» **FRAGMENTO DEL TEXTO**
»»

Para el almuerzo nos arriesgamos a entrar en la zona amurallada y llegamos hasta la Place Royale, la zona más tranquila dentro de la marabunta de la ciudad vieja. Comemos estupendamente en La Pizz Saint-Pierre y aprovechamos para descansar después de tanto empacho cultural. El barrio es realmente bucólico, pero todos los edificios se han reconvertido en restaurantes y tiendas para el deleite de compradores compulsivos.

Así que decidimos, otra vez, salir del recinto amurallado y perdernos por el barrio Cité-Limoilou, donde encontramos otro ambiente sin rastro de turistas. Al contrario, charlamos con los vecinos que están sentados en sus balcones tomando el aire una tarde de verano mientras pedimos permiso para fotografiar sus casas con espectaculares escaleras exteriores en forma de espiral. Dicen que es para aprovechar el espacio interior. Aunque quizás los más sorprendidos son los propios vecinos, poco acostumbrados a ver una pareja de mallorquines alucinando con sus casas.

««

» **REGISTROS PROPORCIONADOS**
»»

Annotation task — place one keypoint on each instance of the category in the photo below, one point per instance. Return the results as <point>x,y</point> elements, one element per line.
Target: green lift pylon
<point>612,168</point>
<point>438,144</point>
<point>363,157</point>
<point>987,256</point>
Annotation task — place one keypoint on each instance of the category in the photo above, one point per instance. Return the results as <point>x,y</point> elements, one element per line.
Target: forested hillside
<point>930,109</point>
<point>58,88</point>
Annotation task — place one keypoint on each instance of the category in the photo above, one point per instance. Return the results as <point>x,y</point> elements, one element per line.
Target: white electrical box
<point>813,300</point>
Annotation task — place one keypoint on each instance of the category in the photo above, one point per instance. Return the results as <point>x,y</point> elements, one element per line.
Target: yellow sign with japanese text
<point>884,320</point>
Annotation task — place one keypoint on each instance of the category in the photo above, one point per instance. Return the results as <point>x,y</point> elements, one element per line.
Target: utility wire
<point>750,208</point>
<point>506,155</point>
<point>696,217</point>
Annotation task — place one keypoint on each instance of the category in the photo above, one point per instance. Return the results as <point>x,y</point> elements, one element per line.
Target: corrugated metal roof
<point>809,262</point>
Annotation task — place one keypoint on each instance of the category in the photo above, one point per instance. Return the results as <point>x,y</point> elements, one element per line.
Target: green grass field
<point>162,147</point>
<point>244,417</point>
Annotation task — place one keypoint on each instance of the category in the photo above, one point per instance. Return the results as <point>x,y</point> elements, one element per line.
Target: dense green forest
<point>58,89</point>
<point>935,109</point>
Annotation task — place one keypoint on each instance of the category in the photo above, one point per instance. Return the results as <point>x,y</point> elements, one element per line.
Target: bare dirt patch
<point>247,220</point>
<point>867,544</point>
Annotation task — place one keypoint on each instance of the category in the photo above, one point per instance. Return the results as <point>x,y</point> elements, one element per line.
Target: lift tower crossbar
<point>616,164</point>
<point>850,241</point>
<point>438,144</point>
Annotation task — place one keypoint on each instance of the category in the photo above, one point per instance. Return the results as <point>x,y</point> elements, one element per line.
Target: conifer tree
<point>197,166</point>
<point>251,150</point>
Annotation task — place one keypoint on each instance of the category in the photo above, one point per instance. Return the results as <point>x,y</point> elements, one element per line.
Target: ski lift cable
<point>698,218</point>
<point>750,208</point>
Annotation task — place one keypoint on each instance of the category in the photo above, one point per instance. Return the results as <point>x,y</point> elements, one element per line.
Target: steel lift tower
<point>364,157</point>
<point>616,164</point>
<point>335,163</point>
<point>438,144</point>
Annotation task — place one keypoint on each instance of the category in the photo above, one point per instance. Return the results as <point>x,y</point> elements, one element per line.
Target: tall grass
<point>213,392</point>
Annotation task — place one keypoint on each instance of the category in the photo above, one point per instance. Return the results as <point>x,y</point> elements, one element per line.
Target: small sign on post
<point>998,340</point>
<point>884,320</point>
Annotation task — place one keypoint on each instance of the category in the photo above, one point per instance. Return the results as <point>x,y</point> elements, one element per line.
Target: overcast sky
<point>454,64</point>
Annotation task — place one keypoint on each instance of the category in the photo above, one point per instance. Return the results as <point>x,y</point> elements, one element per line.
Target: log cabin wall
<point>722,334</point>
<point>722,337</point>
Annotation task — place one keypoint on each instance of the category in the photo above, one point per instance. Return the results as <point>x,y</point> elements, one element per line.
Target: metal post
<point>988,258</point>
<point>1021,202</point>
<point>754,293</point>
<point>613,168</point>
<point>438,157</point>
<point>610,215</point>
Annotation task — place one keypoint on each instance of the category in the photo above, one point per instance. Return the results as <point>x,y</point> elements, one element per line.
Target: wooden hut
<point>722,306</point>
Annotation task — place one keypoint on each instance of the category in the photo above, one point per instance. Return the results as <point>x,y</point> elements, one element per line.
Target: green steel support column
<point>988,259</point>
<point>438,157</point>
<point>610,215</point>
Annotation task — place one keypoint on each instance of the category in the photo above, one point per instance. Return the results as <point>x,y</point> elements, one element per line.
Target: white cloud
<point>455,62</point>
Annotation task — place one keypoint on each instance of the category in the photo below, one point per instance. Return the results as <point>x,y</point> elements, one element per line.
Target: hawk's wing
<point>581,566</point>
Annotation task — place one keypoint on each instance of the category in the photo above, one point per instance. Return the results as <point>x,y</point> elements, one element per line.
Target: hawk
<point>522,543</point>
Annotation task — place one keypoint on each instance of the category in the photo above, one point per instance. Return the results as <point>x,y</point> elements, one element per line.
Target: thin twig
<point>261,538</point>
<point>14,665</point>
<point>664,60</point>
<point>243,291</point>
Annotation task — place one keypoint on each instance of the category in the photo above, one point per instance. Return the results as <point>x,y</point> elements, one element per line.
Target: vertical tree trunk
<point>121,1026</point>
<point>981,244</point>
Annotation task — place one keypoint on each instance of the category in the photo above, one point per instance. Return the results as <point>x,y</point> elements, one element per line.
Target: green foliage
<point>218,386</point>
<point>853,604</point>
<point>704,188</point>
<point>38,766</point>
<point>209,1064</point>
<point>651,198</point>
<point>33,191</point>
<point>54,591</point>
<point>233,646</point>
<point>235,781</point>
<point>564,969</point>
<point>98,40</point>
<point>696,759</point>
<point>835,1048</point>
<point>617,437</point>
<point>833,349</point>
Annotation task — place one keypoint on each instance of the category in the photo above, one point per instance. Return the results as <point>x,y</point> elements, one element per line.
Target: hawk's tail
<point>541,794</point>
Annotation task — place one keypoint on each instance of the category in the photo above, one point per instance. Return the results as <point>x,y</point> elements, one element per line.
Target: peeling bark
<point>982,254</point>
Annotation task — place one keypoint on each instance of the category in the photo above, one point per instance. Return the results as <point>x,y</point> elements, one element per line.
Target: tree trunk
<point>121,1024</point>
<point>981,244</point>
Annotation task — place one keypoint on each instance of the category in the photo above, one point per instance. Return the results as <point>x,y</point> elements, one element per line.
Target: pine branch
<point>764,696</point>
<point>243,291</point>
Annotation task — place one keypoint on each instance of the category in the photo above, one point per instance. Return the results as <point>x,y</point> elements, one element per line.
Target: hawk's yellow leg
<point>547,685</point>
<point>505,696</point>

««

» **TAREA ASIGNADA A**
Desplaza en 135 cada coordenada de las respuestas y reproduce, con las solicitudes, solo las líneas de los registros desde su comienzo hasta la línea que contiene "<point>987,256</point>", esta incluida.
» **TAREA ASIGNADA B**
Continúa el relato del paseo por la ciudad vieja y el barrio Cité-Limoilou a partir de donde se detiene.
El texto y los registros proceden de fuentes distintas.

» **RESULTADO OBTENIDO A**
Annotation task — place one keypoint on each instance of the category in the photo below, one point per instance. Return the results as <point>x,y</point> elements, one element per line.
Target: green lift pylon
<point>747,303</point>
<point>573,279</point>
<point>498,292</point>
<point>1122,391</point>

» **RESULTADO OBTENIDO B**
Este barrio, inspirado en las calles de Nueva York, merece la pena también por los helados de Maître Glacier, cuya dueña (hablando un perfecto español) nos explica que hacen más de 40 variedades, incluido el helado de sangría y de piña colada. Recomiendo un paseo por la 3ª Avenida llena de bares, restaurantes y tiendas alternativas, así como la 2ª Avenida para admirar no sólo las casas sino hasta una iglesia reconvertida en un espacio circense. Salir por la 1ª Avenida donde se encuentra la carretera original de 1665 y recorrer la orilla de Rivière Saint-Charles a pie o en bicicleta.

Tras una larga caminata por la ciudad des del barrio Limoilou, una buena opción es pegarse una ducha y cenar cerca de nuestro alojamiento en la Rue Saint Jean, llena de bares y restaurantes. Una vez más acertamos con la elección: Hobbit Bistro, un restaurante francés de cocina de mercado con una carta de vinos tan interesante que hasta incluye un vino canario. La típica sopa de cebolla espectacular, así como los platos principales y el postre. Lo mejor, sentarse en la estrecha terraza sobre el suelo de madera en la calle, algo que he visto en las películas y siempre me ha fascinado, viendo la gente pasar mientras compartes y degustas una cena con tu pareja.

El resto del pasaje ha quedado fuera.